D'un point de vue pratique, presque pour parler boutique, comment se passe pour vous l'écriture d'un roman ? Quel est l'élément déclencheur qui vous fait passer de l'idée à la page noircie ?

Je dirai que l'étincelle est pour moi l'impression d'avoir mis le doigt sur un point brûlant, d'avoir perçu profondément quelque chose. Pour L'adieu au Nord , j'ai eu l'impression d'avoir intimement compris la frustration des hommes dont la virilité est bafouée et qui manquent d'armes sociales ou culturelles pour s'affirmer ; dans l'impossibilité de vivre pleinement leur virilité, ces hommes deviennent violents. Dans Les Vivants , je ressentais avec force l'idée selon laquelle il est possible de haïr une personne profondément aimée à cause d'un sentiment de culpabilité nourri à son endroit. Dans un deuxième temps, je trouve les personnages et construis autour d'eux une atmosphère, les lieux. En regardant en arrière, je m'aperçois que c'est toujours le thème qui a lancé la création. Et aussi que chacun de mes romans est caractérisé par une couleur : le jaune pour Les Vivants , le vert sapin pour Retour d'Uruguay , le marron et le vert argenté pour Fracas .

•••••

TÂCHE DEMANDÉE 1:
Répondez à ces questions sur l'entretien :
(a) Quelle couleur caractérise Les Vivants ?
(b) Que deviennent les hommes qui ne peuvent pas vivre pleinement leur virilité ?
(c) Qu'est-ce qui a toujours lancé la création ?
Le texte et les enregistrements n'ont aucun lien entre eux.

LIGNES ENREGISTRÉES:
•••••

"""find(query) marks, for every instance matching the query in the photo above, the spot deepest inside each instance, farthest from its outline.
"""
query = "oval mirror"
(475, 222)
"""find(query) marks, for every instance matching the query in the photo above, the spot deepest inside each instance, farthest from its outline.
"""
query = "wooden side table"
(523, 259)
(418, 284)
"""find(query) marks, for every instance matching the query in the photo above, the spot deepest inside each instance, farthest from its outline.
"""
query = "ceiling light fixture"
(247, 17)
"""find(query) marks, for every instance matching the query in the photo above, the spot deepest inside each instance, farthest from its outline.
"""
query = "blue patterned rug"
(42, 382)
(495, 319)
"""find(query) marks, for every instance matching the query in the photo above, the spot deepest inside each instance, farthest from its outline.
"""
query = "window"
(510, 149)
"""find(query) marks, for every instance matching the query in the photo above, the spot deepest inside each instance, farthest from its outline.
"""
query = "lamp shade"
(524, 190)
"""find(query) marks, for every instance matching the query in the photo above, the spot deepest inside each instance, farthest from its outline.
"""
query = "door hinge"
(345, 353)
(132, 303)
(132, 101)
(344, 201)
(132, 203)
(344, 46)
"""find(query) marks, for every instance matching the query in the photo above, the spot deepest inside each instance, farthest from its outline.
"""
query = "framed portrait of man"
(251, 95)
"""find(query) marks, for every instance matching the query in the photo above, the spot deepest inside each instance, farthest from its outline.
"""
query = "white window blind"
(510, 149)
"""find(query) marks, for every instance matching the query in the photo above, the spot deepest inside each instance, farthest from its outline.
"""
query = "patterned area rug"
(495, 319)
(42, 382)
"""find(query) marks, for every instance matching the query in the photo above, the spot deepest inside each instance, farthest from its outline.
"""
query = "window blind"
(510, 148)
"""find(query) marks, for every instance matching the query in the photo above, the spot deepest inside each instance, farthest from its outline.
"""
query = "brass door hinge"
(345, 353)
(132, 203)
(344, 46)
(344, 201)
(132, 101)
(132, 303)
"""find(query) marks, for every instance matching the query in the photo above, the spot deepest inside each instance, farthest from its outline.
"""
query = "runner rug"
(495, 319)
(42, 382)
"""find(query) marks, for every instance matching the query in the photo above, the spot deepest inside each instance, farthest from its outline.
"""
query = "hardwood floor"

•••••

TÂCHE DEMANDÉE 2:
Filtrez les enregistrements en copiant chaque ligne qui contient le mot « door ». La casse compte.

RÉSULTAT FINAL 1:
(a) Le jaune.
(b) Ils deviennent violents.
(c) Le thème.

RÉSULTAT FINAL 2:
query = "door hinge"
query = "brass door hinge"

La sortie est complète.